## VORLIEGENDER TEXT
● ● ● ● ●

3. Handball-Liga

War die Strategie gegen Großsachsen legitim, aber unfair?

Die HG Oftersheim/Schwetzingen dreht mit sieben Feldspielern die Begegnung und gewinnt das Drittliga-Derby in Großsachsen mit 24:22

08.03.2020 UPDATE: 09.03.2020 06:00 Uhr 2 Minuten, 16 Sekunden
Vier Tore, keine Punkte: Großsachsens Michell Hildebrandt machte ein starkes Spiel. F: vaf

Von Tillmann Bauer

Großsachsen. Zeitnehmer leben gefährlich. Im Drittliga-Derby zwischen den Handballern des TV Germania Großsachsen und der HG Oftersheim/Schwetzingen waren neun Minuten gespielt, da mussten die zwei Herren, die sich ehrenwerter Weise um den korrekten Spielstand auf der Anzeigetafel gekümmert haben, ihren Arbeitstisch neu sortieren.

Bedanken konnten sie sich bei Florian Burmeister. Der Rückraumspieler wollte eigentlich den nächsten Tempogegenstoß der Schwetzinger Hyänen einleiten, das ging aber völlig in die Hose – der Ball flog ins Aus und schlug im Geräteraum, wo der Tisch des Spielgerichts stand, mit ordentlich Dampf ein. Eine Szene, die die ersten 30 Minuten des Derbys gut zusammenfasste: Die Gelben spielten die Roten an die Wand, führten zwischenzeitlich 10:3 (20.) und gingen mit einer furiosen 12:7-Führung in die Kabine. Schwetzingen fiel offensiv gar nichts ein, war eigentlich schon geschlagen.

● ● ● ● ●

## DATENAUFLISTUNG

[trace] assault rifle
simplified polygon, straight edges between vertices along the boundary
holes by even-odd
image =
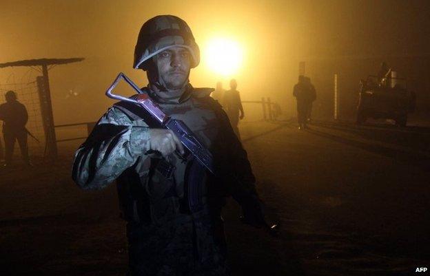
[[[126,98],[112,93],[112,90],[116,87],[119,81],[123,79],[138,94],[134,98]],[[147,94],[142,92],[141,89],[123,73],[119,73],[115,81],[106,90],[106,96],[109,98],[119,100],[133,103],[142,107],[153,119],[157,121],[162,127],[172,130],[179,138],[181,142],[203,166],[209,171],[214,174],[214,162],[212,155],[204,145],[197,139],[191,129],[180,120],[174,119],[167,116],[161,109],[155,103]],[[179,153],[178,153],[179,154]],[[187,154],[187,153],[185,153]],[[180,156],[185,158],[184,156]]]

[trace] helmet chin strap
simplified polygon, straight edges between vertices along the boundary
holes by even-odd
[[[187,76],[187,81],[184,82],[183,85],[181,88],[174,89],[169,89],[167,88],[167,86],[165,84],[165,82],[164,81],[163,78],[161,78],[161,76],[160,76],[158,67],[156,65],[154,59],[156,59],[156,57],[154,56],[153,59],[151,59],[151,60],[148,63],[148,69],[146,71],[150,85],[155,86],[159,91],[164,92],[169,92],[170,91],[181,91],[182,92],[183,92],[185,90],[185,87],[187,87],[187,85],[188,85],[188,83],[190,83],[190,72],[188,72],[188,76]]]

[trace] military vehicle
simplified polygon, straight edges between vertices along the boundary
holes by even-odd
[[[391,119],[405,127],[408,114],[415,110],[415,93],[406,88],[406,80],[400,78],[378,78],[369,76],[360,81],[357,109],[357,124],[369,118]]]

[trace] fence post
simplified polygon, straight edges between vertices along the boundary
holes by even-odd
[[[270,98],[267,97],[267,105],[269,107],[269,120],[272,120],[273,116],[272,116],[272,102]]]
[[[334,74],[334,120],[339,118],[339,92],[338,86],[338,74]]]
[[[263,118],[266,120],[267,120],[266,117],[266,101],[264,97],[261,98],[261,105],[263,105]]]

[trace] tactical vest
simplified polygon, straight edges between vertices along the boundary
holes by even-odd
[[[184,122],[209,151],[212,149],[222,131],[220,105],[209,96],[158,105],[167,116]],[[143,118],[150,127],[161,127],[137,105],[121,102],[115,107],[132,120]],[[174,154],[167,160],[154,153],[147,156],[139,158],[117,179],[120,208],[125,220],[165,224],[180,214],[197,213],[207,206],[208,173],[197,161],[191,158],[184,162]],[[190,195],[194,198],[193,204]]]

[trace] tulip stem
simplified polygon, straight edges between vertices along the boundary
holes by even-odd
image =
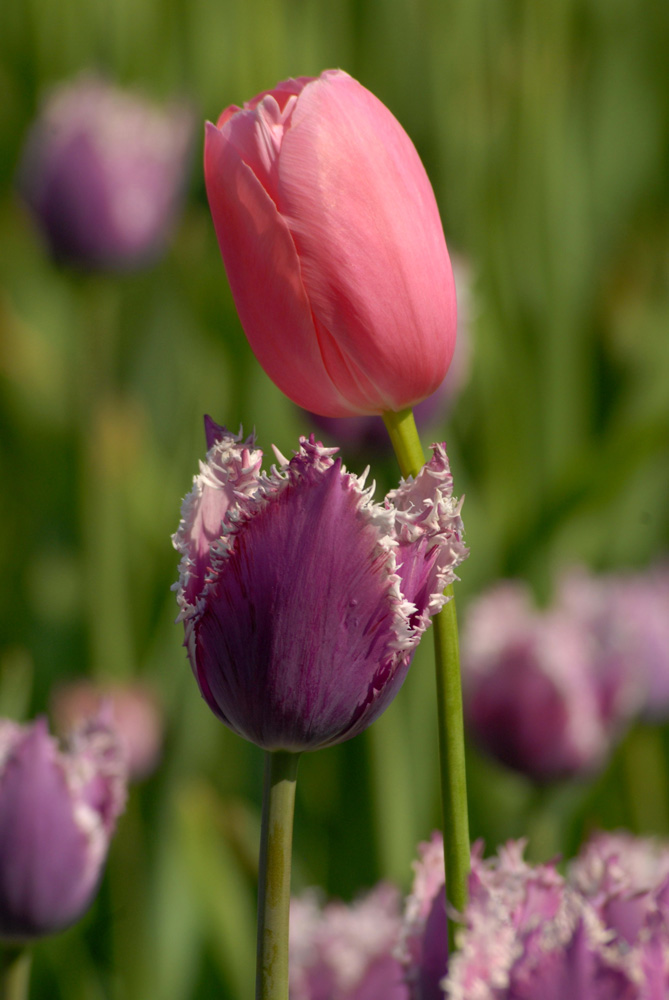
[[[258,871],[256,1000],[288,1000],[288,915],[300,755],[267,751]]]
[[[27,1000],[30,949],[7,945],[0,949],[0,1000]]]
[[[407,409],[399,413],[385,413],[383,419],[402,475],[416,476],[425,464],[425,456],[412,411]],[[446,594],[450,599],[434,618],[433,634],[446,900],[449,911],[448,944],[452,951],[455,947],[455,931],[458,925],[451,919],[451,914],[454,910],[463,914],[467,904],[470,845],[458,621],[453,588],[447,587]]]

● ● ● ● ●

## SCHRIFTLICHER AUFTRAG 1
Gib aus dem Spielbericht den Abschnitt aus, der mit den Worten „08.03.2020 UPDATE: 09.03.2020“ beginnt und nach „Arbeitstisch neu sortieren.“ endet.
## SCHRIFTLICHER AUFTRAG 2
Fasse den Absatz des Spielberichts, der mit „Bedanken konnten sie sich“ beginnt, als kurze Stichpunktliste zusammen und behalte dabei die wichtigsten Fakten bei.
## SCHRIFTLICHER AUFTRAG 3
Führe den Spielbericht über das Derby zwischen Großsachsen und Oftersheim/Schwetzingen im Anschluss an seinen letzten Satz fort.

## ANTWORT 1
08.03.2020 UPDATE: 09.03.2020 06:00 Uhr 2 Minuten, 16 Sekunden
Vier Tore, keine Punkte: Großsachsens Michell Hildebrandt machte ein starkes Spiel. F: vaf

Von Tillmann Bauer

Großsachsen. Zeitnehmer leben gefährlich. Im Drittliga-Derby zwischen den Handballern des TV Germania Großsachsen und der HG Oftersheim/Schwetzingen waren neun Minuten gespielt, da mussten die zwei Herren, die sich ehrenwerter Weise um den korrekten Spielstand auf der Anzeigetafel gekümmert haben, ihren Arbeitstisch neu sortieren.

## ANTWORT 2
- Florian Burmeister wollte einen Tempogegenstoß der Schwetzinger Hyänen einleiten.
- Der Ball flog ins Aus und schlug mit viel Wucht im Geräteraum am Tisch des Spielgerichts ein.
- Die Szene fasste die ersten 30 Minuten gut zusammen: Die Gelben spielten die Roten an die Wand.
- Zwischenzeitlich stand es 10:3 (20. Minute), zur Pause 12:7.
- Schwetzingen fiel offensiv nichts ein; die Mannschaft war eigentlich schon geschlagen.

## ANTWORT 3
Paradox, dass die "Saasemer" am Ende trotzdem ohne Punkte dastanden. Was geschehen war und warum Großsachsen schließlich mit 22:24 das emotionale Nachbarschaftsduell verlor, versuchten sowohl Holger Löhr, der Übungsleiter der Schwetzinger, als auch Stefan Pohl, der Trainer der Großsachsener, im engen Foyer der Sachsenhalle zu erklären. Sie schaukelten sich hoch.

"Leider ist der Handball nicht mehr so, dass es auf das Spiel Sechs-gegen-Sechs ankommt. Da bin ich Romantiker", sagte Pohl: "Vielleicht müssen wir im kommenden Jahr auch auf die unfaire Variante mit dem zusätzlichen Feldspieler umstellen." Es ertönten Pfiffe im Raum. Pohl: "Es ist zwar ein legitimes Mittel, aus meiner Sicht ist es aber unfair, da lasse ich mir den Mund nicht verbieten."

Was er meinte? Sein Gegenüber, der ehemalige Nationalspieler und Taktikfuchs Löhr, hatte nach der ersten Halbzeit, die aus Sicht seiner Mannschaft katastrophal lief, ordentlich Gesprächsbedarf, reizte jede Minute der Pause aus, um seinen Jungs eine neue Marschroute vorzugeben. Die ging so: War Schwetzingen in der Offensive, setzte Löhr konsequent seinen Torwart auf die Bank und brachte dafür einen zusätzlichen Feldspieler, um dadurch eine personelle Überzahl zu schaffen. Eine Maßnahme, die schon seit einigen Jahren erlaubt ist, von Kreis- bis Bundesliga aber bei Fans, Spielern und Trainern polarisiert. Es gibt Freunde und Feinde.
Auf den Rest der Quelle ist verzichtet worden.